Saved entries
+++

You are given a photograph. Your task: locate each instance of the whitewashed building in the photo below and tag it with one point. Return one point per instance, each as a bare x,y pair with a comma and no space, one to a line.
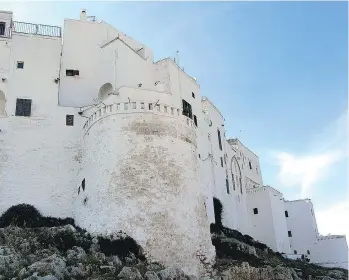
92,128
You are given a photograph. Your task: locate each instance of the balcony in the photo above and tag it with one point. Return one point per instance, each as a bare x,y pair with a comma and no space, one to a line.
30,28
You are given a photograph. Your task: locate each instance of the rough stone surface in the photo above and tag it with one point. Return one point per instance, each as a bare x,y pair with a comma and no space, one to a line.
130,273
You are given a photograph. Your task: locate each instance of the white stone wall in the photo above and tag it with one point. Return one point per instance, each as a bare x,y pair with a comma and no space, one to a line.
141,172
39,155
302,224
269,224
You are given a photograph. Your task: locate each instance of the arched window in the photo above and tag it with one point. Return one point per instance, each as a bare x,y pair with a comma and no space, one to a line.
2,103
104,91
235,170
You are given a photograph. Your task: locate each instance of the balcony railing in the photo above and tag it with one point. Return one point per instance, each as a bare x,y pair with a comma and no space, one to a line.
5,32
36,29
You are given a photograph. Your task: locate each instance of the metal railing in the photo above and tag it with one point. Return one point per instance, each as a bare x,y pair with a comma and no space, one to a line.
5,32
36,29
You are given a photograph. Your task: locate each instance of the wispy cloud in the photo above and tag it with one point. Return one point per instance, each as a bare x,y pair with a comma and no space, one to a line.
332,220
305,170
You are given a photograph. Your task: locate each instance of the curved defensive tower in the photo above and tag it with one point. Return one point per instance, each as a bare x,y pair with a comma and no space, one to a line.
140,175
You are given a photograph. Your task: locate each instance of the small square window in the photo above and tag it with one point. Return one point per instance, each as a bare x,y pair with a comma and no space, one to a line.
23,107
69,120
20,64
69,72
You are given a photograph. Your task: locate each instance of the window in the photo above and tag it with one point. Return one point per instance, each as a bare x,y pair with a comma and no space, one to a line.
23,107
71,72
187,111
69,120
2,28
20,64
219,139
195,120
232,176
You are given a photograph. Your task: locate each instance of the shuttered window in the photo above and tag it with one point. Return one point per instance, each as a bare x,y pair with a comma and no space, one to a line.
23,107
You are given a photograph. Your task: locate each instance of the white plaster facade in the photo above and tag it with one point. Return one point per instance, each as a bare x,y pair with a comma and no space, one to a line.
134,159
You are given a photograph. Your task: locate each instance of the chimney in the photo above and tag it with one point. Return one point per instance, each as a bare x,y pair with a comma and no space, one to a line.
83,16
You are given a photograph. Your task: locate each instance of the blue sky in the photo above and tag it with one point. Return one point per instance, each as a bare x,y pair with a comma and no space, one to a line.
278,71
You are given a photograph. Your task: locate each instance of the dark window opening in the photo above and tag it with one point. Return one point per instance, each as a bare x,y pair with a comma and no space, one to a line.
195,120
232,175
2,28
219,139
20,64
23,107
187,111
69,120
218,210
71,72
83,184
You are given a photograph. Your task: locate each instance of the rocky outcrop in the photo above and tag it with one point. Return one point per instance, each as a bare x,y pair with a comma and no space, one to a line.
46,249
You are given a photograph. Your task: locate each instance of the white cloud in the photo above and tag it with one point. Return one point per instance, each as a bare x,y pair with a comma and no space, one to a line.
304,171
332,220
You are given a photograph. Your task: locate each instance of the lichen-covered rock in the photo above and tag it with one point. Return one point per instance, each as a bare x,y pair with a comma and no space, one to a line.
150,275
9,261
171,273
76,254
54,265
130,273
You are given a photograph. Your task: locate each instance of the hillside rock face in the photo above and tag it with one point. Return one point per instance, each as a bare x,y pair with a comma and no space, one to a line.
63,252
40,248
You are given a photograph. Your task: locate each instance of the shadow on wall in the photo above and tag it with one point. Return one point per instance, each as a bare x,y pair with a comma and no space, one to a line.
218,211
104,91
27,216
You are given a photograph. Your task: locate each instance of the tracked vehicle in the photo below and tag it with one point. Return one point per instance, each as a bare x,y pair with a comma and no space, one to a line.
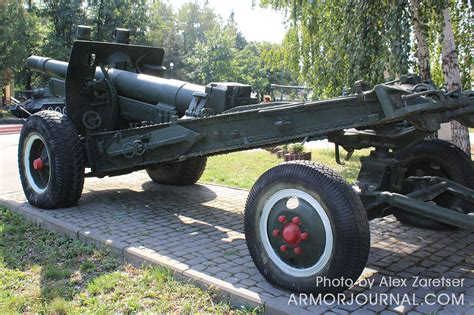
302,220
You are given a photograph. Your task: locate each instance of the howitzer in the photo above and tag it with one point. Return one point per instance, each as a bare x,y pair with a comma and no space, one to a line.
302,220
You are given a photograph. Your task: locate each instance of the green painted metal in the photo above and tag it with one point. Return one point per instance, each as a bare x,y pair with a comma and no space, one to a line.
131,118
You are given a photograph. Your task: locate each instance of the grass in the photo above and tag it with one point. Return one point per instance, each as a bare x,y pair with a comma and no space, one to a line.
41,272
242,169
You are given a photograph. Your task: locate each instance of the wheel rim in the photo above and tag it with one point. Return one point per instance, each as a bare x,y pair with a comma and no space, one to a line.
299,239
36,160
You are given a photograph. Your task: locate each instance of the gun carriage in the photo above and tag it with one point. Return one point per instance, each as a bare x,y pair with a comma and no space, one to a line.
302,220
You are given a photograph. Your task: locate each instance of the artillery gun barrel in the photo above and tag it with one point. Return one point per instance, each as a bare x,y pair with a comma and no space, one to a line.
141,87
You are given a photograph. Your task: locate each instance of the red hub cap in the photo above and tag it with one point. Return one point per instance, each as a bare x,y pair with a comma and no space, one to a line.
38,164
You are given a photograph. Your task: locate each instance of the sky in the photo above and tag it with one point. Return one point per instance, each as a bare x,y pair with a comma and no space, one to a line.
256,24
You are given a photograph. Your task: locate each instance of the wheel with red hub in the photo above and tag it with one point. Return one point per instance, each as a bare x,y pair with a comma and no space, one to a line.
436,158
304,224
51,161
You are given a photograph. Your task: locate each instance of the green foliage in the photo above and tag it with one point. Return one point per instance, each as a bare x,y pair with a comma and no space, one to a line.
331,44
41,272
242,169
296,148
18,28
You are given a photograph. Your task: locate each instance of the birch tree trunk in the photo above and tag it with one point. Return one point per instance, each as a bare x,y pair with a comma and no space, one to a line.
421,29
452,79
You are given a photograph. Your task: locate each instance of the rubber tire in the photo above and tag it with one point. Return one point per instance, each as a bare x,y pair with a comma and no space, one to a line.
453,161
67,160
345,211
181,173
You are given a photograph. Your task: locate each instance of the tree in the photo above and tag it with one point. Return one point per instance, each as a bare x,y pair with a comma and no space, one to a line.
63,17
212,59
452,78
330,44
106,15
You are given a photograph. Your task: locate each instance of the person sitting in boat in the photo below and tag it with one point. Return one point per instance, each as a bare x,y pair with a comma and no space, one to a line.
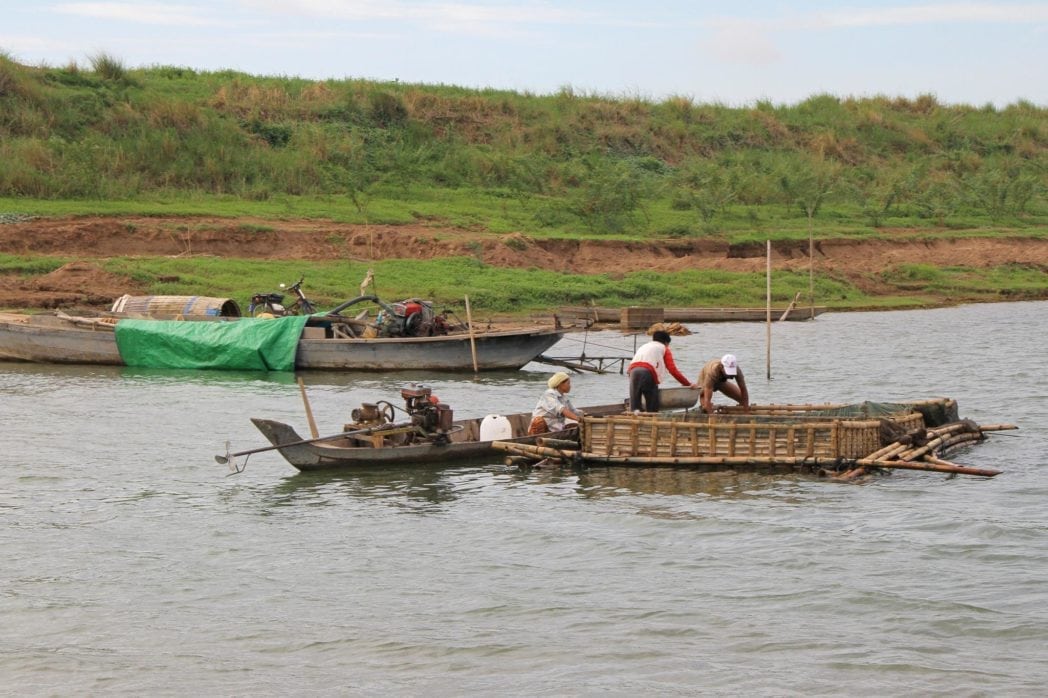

+++

• _Work instruction_
Every line above should be printed again word for word, without its pictures.

• _Response below_
You are given a photograph. Your task: locate each instance of the whitewashed building in the photo below and tag it with one point. Return one point per instance, each as a bare x,y pair with a comma and no space, one to a line.
92,128
You are given a photograph. Your task: locate each instance of the balcony in the photo above and tag it with one point. Return one point per instance, each as a bare x,y pair with a comma and no space, one to a line.
30,28
You are given a photograph. Your task: locate each instance of the rough stone surface in the photo above and tag it with one point. Return one point per instance, each as a bare x,y pair with a comma and no space, one to a line.
130,273
You are given a photograph. Your task: locate each instance of the white stone wall in the photo above and tag it with one point. Return one point per instance, each as a bare x,y pair with a comma and no space, one to a line.
141,172
39,155
302,224
269,224
You are given a photograph. Your task: locate each instance of the arched window in the photo above and tag it with one point. Return one point per instance, each as a bare x,y pair with a comma and no space, one to a line.
2,103
104,91
235,170
You are given a photograph. Your task: locate each instance of the balcony railing in the photo above and tag it with one point. Return one point per instance, each as a bare x,y pair with a comma and no space, one to a line.
5,32
36,29
You are given a photograph. Your task: locate each instance of the metal railing in the photo above and tag it with one point. Return one point per instance, each as a bare x,y pair with a comma and no space, one to a line.
5,32
36,29
You are given a photograph. Your task: locate each instance of the wispy cloud in the photo above and tag it with one point. Return one point per instance, each as a bare x,y pair with a comma and no space, one to a line.
332,220
305,170
You are given a photograph. Your task: locate each instance of the curved defensive tower in the photo above and tag it with one point. Return one point per instance, each as a bare x,y pair with a comma and no space, one to a line.
140,175
You are given a photograph. Your task: locate each instance of the small square window in the photo above and tag it with one point. Return one point per instance, each as a bare x,y pair with a comma and no space, one to a line.
23,107
69,120
20,64
69,72
You are given a photograph. Your task: locate each instance of the window in the photo above and tag it with one point. Return one point per instance, each as a bare x,y pair with a comma and no space, one to a line.
23,107
71,72
187,111
69,120
2,28
20,64
219,139
195,120
232,176
You are given a photograph. Your task: locate each instance of the shuttered window in the photo above and tag it with one point. Return one point per instance, each as a bare x,y pair with a comma and no space, one to a line.
23,107
You are given a photograph. Your task: locate each instance of the white plaster facade in the photo above and tag it with one point. Return one point per instance, each as a bare x,y pair with a comma and no space, one to a line.
134,159
You are given a photograph. Your task: locate each instance of the chimney in the photo above and tag it with one point. Return one point per instance, each as a bare x,y pair with a comma and no space, one to a line.
83,16
You are given a photograph. Your task: locate each instance of the blue sky in the photo above and tag it with one point. Return one point per instance, each as a bare x,y pair with a comma and no space, one to a line.
278,71
You are given a photograph. Your task: locate each instance of the dark window opening in the photo above and tag it with one point. Return one point per instance, each as a bare x,y pair with a comma and no space, one to a line.
195,120
232,175
2,28
219,139
20,64
23,107
187,111
69,120
218,210
71,72
83,184
You are given a photograph. Your task: locate each instance of the rocky outcrop in the photo above and tag it with one point. Return one point per instance, each as a bare x,y pair with a comma and no space, one to a line.
46,249
You are given a photograph. Your task: locate each instance of the white cloud in the photo above and tag it with one point. Return one point per instance, each as a bare x,y pair with a comma and no space, one to a line.
304,171
332,220
You are given a photograph. Your task: locate each instance of the lichen-covered rock in the photo above and tag it with one point. Return one point per instance, each as a bare x,y pair with a comma and no space, one to a line.
150,275
9,261
171,273
76,254
54,265
130,273
You are given a photograph. Your task: locate each instance of the hillside rock face in the photo above and tag it with one point. Return one point per instance, each as a bare x,y pair with a comma and no space, one to a line.
63,252
40,248
You are given a photograph. Your task: locate each instance of the shadow on wall in the photo above and tag it with one point. Return one point per instance, each as a bare x,y pair with a comma and no space, one to a line.
218,211
104,91
27,216
You are given a photograph. Your task: locate each instance of the tracked vehicle in the photo below and tag it with one point. Return one point per instance, each as a bare x,y pair with a comma and no space, one to a line.
302,220
You are given a photograph. Your task: locate each instance of the howitzer in the photo above and tag it with one point. Return one point per instance, each as a bare x,y pair with a comma and no space, one to a line.
302,220
You are given a photograph. Your task: locate each instance of the green painted metal in the photo above and tag it with one point. Return one point per instance, each as a bare x,y pair with a comma and no space, one to a line.
131,118
You are given a photograph. Your task: locate each instance of the grass in the photo above and tag it with one point. Return one point per instance, each as a bare x,y pair with a comma and no space, one to a line.
41,272
242,169
You are given a photograph. Your task: locate each instance of the wheel rim in the photo above and tag it with one point. Return one point per instance, each as a bare x,y pair with a comma and no space, one to a line.
299,239
36,160
You are given a photograph. Your task: locate each instance of the gun carriage in the photo above and tag it with one point. Return one point per instance, each as a bare x,y pair with a comma and no space, one to a line.
302,220
You are given a photograph. Your task: locate each instance of the artillery gun barrel in the photo above and tag it with one point. Return one point per instance, each as a bare x,y pair with a comma and no space, one to a line.
141,87
You are given a photograph. Your task: locate each instance of the red hub cap in the photo above and tag it with one point. Return one point per instance, each as a bare x,y pair with a comma and no space, one to a line.
38,164
You are given a photograph. Your task: locate each instance of the sky in the photo above and tag it with one point. Return one point per instance, each as a bare x,y pair with a comma and no space, one to a line.
256,24
You are given a photograph. Your task: locate each instance of the wheel with red hub in the photo above and tag it with one point. Return one point per instance, each as a bare x,y pair with a comma and no space, one to a line.
436,158
304,224
51,161
You are given a photograph. Your task: locate each instance of the green foliage in the photo above and tag it with one point. Return one point per instance, each as a bare x,y pair with a comma and no space, one to a line.
331,44
41,272
242,169
296,148
18,28
You are given a photograph. Your task: locate each instance of the birch tree trunk in the photo above and tag it with one point. Return one point per instance, each as a bare x,y pair with a comma and no space, one to a line.
421,29
452,79
You are given a photograph. Your task: locate each instance of the rubber tire in the photo above and tag it with one point. Return one point per instance, each as a bare x,y pair with a comma and no space, one to a line.
453,161
67,160
345,211
181,173
You are given a photograph. Your task: locate each instance of the tree in the photo above and tag it with one point. Return one point per instance, each as a bare x,y pair with a comma and no space, one to a line.
63,17
212,59
452,78
330,44
106,15
You are given a photograph. Your task: locate each instance of the person sitting in boat in the photo below and tag it with one point. Return one point per instance, each as a bare x,y pair with a comma and no space, one to a line.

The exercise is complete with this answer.